§ Stored data entries:

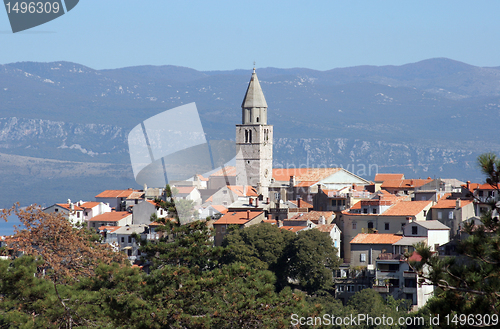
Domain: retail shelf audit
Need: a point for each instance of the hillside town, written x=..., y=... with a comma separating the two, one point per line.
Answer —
x=374, y=225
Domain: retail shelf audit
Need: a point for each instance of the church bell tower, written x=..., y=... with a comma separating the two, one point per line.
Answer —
x=254, y=141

§ Task goal: Within the data, tally each line containing the string "separating". Answer with the number by itself.

§ Output below: 2